Отрывок:
=====
Необходимо учесть еще и особенности наше­го времени. Коммунистический период истории оставил нам в наследство привычку к всеохваты­вающему лицемерию: ведь каждый, принося жер­твы идеологическому идолу, обязан был говорить совсем не то, что он думает. Следствием этого яви­лось глубокое повреждение некоторых способно­стей нашей души. Для такой души атмосфера ли­цемерия и лжи стала привычной и даже необхо­димой, подобно тому, как вредная привычка становится второй натурой. Все это время активно подавлялось личностное начало: людей отучи­ли принимать самостоятельные решения, нести от­ветственность. А эта глубоко укорененная привыч­ка заставляет людей и в наше время искать тех, кто принимал бы за них решения, брал бы на себя от­ветственность за их поступки, даже за безнрав­ственные (грехи). Во священнике такие люди как раз и видят того, на кого можно переложить нрав­ственную ответственность.
=====
Строки данных:
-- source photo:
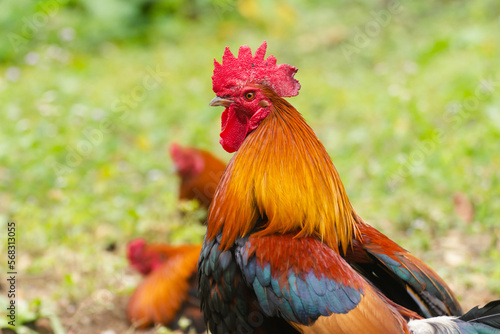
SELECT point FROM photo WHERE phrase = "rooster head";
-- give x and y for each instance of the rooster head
(240, 86)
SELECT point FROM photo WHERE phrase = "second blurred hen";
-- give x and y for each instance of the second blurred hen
(169, 290)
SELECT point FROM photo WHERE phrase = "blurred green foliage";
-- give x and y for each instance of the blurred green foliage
(92, 92)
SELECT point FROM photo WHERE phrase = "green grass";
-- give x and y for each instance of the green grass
(410, 120)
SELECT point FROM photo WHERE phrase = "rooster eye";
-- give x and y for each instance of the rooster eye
(249, 95)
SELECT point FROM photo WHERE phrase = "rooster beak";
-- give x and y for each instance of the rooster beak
(219, 101)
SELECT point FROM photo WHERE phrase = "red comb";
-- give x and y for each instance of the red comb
(236, 72)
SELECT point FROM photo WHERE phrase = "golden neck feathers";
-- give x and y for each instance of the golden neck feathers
(280, 181)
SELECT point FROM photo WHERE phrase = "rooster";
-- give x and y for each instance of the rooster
(169, 290)
(199, 171)
(284, 250)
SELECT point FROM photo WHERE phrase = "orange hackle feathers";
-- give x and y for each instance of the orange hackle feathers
(282, 181)
(164, 292)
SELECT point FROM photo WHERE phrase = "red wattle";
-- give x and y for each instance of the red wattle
(234, 129)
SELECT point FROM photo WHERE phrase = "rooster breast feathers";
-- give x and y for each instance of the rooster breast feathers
(311, 291)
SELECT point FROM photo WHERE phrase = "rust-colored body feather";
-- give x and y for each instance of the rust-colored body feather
=====
Что нужно сделать:
Какую привычку, согласно отрывку, оставил в наследство коммунистический период истории? Список здесь не понадобится.

Решённое задание:
Привычку к всеохватывающему лицемерию.